§ WRITTEN PROBLEM: Locate each line in the entries below that contains the word "tree", and copy every such line.

§ MATERIAL FOR THIS TASK:
==========

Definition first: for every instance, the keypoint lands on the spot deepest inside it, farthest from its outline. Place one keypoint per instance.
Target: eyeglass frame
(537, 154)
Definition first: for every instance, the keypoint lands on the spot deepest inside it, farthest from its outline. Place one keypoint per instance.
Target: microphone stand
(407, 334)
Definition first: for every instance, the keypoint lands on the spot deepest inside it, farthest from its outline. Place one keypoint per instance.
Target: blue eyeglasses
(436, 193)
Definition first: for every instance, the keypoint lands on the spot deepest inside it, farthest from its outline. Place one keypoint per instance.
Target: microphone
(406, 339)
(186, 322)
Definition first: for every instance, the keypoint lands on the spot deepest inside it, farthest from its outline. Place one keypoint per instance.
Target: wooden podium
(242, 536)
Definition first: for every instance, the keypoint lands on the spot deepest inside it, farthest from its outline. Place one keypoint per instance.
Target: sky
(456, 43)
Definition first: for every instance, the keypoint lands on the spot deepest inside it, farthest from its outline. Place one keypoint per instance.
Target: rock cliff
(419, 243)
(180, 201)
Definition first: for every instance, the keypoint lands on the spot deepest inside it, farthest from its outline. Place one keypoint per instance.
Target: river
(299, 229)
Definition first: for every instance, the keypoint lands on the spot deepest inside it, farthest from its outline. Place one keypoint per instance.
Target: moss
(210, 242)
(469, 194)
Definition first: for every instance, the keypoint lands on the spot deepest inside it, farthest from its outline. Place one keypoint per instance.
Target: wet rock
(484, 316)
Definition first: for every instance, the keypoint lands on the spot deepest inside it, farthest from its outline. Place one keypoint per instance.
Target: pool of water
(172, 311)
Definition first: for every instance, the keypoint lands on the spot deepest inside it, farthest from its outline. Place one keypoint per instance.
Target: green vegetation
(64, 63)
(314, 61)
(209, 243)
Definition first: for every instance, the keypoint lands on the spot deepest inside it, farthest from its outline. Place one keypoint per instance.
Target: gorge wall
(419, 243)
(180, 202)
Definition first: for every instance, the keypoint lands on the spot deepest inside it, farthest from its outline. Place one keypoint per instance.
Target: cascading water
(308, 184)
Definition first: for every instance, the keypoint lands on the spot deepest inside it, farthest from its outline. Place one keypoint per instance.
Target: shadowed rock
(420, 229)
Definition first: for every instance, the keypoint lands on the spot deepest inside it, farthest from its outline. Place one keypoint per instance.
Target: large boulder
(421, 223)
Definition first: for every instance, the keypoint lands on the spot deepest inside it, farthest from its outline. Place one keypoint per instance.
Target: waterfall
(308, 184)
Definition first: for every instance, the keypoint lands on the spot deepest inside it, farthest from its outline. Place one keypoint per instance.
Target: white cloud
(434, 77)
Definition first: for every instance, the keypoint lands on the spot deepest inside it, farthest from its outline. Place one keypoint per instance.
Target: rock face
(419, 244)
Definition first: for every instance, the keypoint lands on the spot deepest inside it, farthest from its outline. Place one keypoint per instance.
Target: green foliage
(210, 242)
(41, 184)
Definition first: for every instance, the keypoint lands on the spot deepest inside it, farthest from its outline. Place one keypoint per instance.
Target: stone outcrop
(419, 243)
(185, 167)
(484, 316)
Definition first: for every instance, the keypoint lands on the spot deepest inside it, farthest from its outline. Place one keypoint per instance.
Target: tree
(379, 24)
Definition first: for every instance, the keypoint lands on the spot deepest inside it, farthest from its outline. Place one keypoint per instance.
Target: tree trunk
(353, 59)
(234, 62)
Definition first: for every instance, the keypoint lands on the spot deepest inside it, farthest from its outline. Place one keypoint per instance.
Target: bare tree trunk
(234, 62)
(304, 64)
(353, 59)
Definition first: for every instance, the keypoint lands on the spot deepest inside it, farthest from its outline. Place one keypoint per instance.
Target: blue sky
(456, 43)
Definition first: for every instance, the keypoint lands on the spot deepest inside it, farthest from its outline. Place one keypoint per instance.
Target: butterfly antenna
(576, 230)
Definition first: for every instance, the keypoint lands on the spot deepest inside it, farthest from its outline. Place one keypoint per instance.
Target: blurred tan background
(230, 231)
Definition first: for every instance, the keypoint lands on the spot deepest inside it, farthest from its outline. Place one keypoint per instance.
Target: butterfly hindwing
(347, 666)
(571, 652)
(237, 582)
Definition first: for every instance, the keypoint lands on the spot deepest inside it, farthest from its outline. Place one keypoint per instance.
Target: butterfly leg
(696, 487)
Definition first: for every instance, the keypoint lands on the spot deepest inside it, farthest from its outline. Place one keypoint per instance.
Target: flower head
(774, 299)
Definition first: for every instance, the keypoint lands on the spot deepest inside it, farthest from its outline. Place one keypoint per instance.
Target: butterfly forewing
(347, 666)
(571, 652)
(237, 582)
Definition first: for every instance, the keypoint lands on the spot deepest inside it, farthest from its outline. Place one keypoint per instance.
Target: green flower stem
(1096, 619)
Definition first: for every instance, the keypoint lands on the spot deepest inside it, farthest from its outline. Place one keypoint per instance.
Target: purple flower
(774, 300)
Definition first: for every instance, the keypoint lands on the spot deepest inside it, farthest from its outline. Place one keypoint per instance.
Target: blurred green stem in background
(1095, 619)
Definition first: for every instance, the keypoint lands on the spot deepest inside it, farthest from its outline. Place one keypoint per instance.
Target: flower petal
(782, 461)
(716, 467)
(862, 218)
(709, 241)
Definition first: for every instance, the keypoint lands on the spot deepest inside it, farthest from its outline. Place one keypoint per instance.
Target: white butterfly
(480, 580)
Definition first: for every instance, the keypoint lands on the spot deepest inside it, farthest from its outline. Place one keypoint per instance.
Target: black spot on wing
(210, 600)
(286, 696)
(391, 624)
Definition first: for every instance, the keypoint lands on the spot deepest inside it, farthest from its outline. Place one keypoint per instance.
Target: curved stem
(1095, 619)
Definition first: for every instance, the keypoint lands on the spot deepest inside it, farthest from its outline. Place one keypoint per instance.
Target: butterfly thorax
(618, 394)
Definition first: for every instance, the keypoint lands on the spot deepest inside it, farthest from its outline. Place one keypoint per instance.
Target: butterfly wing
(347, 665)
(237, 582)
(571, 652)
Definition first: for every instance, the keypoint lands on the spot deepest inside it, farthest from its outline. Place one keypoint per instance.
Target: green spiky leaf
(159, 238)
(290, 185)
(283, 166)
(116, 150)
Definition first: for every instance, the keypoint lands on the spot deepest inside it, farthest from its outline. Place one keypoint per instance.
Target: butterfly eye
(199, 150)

==========

§ WORKED ANSWER:
Target: tree
Target: tree trunk
Target: bare tree trunk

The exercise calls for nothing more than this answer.